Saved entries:
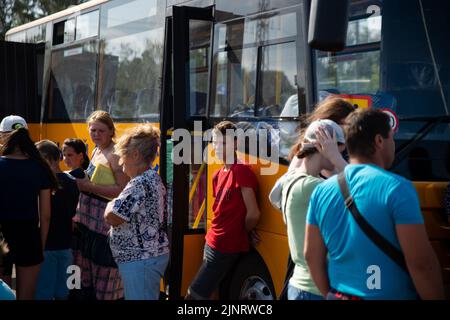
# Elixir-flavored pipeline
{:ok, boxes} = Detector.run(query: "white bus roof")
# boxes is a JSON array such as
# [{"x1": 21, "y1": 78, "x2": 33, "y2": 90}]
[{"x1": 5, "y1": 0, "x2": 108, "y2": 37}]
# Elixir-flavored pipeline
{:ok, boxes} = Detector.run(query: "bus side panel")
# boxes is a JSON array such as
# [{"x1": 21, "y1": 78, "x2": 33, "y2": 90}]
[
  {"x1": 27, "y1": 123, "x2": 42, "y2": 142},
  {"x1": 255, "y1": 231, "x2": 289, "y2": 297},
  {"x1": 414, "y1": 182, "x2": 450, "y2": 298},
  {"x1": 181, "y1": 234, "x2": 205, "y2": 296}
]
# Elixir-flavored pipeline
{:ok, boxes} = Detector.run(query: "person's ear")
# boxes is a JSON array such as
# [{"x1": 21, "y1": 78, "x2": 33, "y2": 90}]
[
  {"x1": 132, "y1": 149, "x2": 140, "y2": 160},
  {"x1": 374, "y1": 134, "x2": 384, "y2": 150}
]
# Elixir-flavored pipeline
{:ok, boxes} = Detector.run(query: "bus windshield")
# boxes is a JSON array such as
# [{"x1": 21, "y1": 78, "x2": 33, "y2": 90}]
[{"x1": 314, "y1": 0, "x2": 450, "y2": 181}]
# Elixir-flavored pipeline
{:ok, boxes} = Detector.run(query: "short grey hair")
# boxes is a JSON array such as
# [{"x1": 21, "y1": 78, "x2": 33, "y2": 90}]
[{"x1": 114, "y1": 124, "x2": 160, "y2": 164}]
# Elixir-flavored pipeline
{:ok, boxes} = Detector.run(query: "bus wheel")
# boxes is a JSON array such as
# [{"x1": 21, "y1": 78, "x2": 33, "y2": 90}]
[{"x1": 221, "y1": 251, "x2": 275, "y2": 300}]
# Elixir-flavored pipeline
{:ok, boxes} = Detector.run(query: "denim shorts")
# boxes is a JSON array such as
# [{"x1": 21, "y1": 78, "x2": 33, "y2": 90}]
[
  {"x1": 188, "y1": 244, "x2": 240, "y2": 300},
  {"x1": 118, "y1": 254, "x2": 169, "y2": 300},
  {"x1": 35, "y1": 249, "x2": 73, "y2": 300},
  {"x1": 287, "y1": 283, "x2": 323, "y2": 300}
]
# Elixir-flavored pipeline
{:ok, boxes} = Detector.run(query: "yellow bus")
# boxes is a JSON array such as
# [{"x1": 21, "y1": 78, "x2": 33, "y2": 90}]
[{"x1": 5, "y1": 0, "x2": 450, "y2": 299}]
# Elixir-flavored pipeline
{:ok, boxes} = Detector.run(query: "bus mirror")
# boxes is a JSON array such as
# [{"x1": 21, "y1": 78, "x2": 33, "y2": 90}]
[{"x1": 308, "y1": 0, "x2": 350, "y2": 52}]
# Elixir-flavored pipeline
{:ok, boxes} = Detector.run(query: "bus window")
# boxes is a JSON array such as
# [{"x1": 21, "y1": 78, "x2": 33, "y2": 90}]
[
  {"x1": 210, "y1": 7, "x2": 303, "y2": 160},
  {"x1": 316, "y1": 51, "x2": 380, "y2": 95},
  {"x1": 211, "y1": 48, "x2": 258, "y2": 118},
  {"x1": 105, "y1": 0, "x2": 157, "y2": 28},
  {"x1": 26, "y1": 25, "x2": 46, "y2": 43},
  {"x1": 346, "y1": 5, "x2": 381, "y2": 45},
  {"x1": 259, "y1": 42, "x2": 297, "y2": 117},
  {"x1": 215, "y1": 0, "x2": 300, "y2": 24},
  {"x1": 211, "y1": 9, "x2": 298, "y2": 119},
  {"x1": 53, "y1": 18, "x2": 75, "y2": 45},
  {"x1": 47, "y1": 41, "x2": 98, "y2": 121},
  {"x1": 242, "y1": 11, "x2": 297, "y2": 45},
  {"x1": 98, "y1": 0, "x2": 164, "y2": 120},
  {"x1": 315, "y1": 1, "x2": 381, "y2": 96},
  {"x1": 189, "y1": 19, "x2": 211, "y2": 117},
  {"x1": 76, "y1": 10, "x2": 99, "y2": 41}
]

### Work to be completed
Set every record down exactly, omitting pictures.

### Answer section
# Elixir-flavored pipeline
{:ok, boxes} = Detector.run(query: "white bus roof")
# boxes is a JSON array such as
# [{"x1": 21, "y1": 78, "x2": 33, "y2": 90}]
[{"x1": 5, "y1": 0, "x2": 108, "y2": 37}]
# Elixir-flavored pipeline
{:ok, boxes} = Detector.run(query: "bus side panel")
# boxes is a JSON array such as
# [{"x1": 21, "y1": 78, "x2": 33, "y2": 90}]
[
  {"x1": 27, "y1": 123, "x2": 42, "y2": 142},
  {"x1": 255, "y1": 231, "x2": 289, "y2": 297},
  {"x1": 414, "y1": 182, "x2": 450, "y2": 298},
  {"x1": 181, "y1": 234, "x2": 205, "y2": 296}
]
# Elixir-flavored pipeline
{:ok, boxes} = Detector.run(query: "person's ear")
# boxes is a JSON array such as
# [{"x1": 21, "y1": 78, "x2": 33, "y2": 90}]
[
  {"x1": 132, "y1": 149, "x2": 140, "y2": 160},
  {"x1": 374, "y1": 134, "x2": 384, "y2": 150}
]
# Elixir-flavored pipeline
{:ok, boxes} = Detector.run(query: "bus windshield")
# boxes is a JSON array such as
# [{"x1": 21, "y1": 78, "x2": 33, "y2": 90}]
[{"x1": 314, "y1": 0, "x2": 450, "y2": 181}]
# Elixir-flavored pipeline
{:ok, boxes} = Detector.run(query: "short grey hair")
# boxes is a JSON array such as
# [{"x1": 21, "y1": 78, "x2": 33, "y2": 90}]
[{"x1": 114, "y1": 124, "x2": 160, "y2": 164}]
# Elixir-flavored pipeline
{:ok, boxes} = Detector.run(query: "bus wheel")
# boxes is a JSON array such as
# [{"x1": 21, "y1": 78, "x2": 33, "y2": 90}]
[{"x1": 221, "y1": 251, "x2": 275, "y2": 300}]
# Elixir-flavored pipeline
{:ok, boxes} = Detector.run(query: "denim shorts")
# boxes is a JSON array such as
# [{"x1": 21, "y1": 78, "x2": 33, "y2": 90}]
[
  {"x1": 188, "y1": 244, "x2": 240, "y2": 300},
  {"x1": 118, "y1": 254, "x2": 169, "y2": 300},
  {"x1": 35, "y1": 249, "x2": 73, "y2": 300},
  {"x1": 287, "y1": 283, "x2": 323, "y2": 300}
]
# Elixir-flavored pipeline
{:ok, boxes} = Detector.run(query: "yellow bus")
# boxes is a JSON array such as
# [{"x1": 21, "y1": 78, "x2": 33, "y2": 90}]
[{"x1": 5, "y1": 0, "x2": 450, "y2": 299}]
# Elixir-flavored pipeline
{:ok, boxes} = Detector.run(query: "bus mirror")
# boxes is a JSON array such as
# [{"x1": 21, "y1": 78, "x2": 33, "y2": 90}]
[{"x1": 308, "y1": 0, "x2": 350, "y2": 52}]
# Elixir-flavored pipeline
{:ok, boxes} = Detector.run(query: "bus window")
# boxes is a JSON array such as
# [{"x1": 21, "y1": 78, "x2": 33, "y2": 90}]
[
  {"x1": 210, "y1": 7, "x2": 303, "y2": 160},
  {"x1": 316, "y1": 51, "x2": 380, "y2": 95},
  {"x1": 211, "y1": 48, "x2": 258, "y2": 118},
  {"x1": 105, "y1": 0, "x2": 157, "y2": 28},
  {"x1": 26, "y1": 25, "x2": 46, "y2": 43},
  {"x1": 346, "y1": 5, "x2": 381, "y2": 45},
  {"x1": 259, "y1": 42, "x2": 297, "y2": 117},
  {"x1": 215, "y1": 0, "x2": 300, "y2": 24},
  {"x1": 211, "y1": 9, "x2": 298, "y2": 119},
  {"x1": 53, "y1": 18, "x2": 75, "y2": 45},
  {"x1": 47, "y1": 41, "x2": 98, "y2": 121},
  {"x1": 242, "y1": 11, "x2": 297, "y2": 45},
  {"x1": 98, "y1": 0, "x2": 164, "y2": 120},
  {"x1": 315, "y1": 1, "x2": 381, "y2": 96},
  {"x1": 189, "y1": 19, "x2": 211, "y2": 117},
  {"x1": 76, "y1": 10, "x2": 99, "y2": 41}
]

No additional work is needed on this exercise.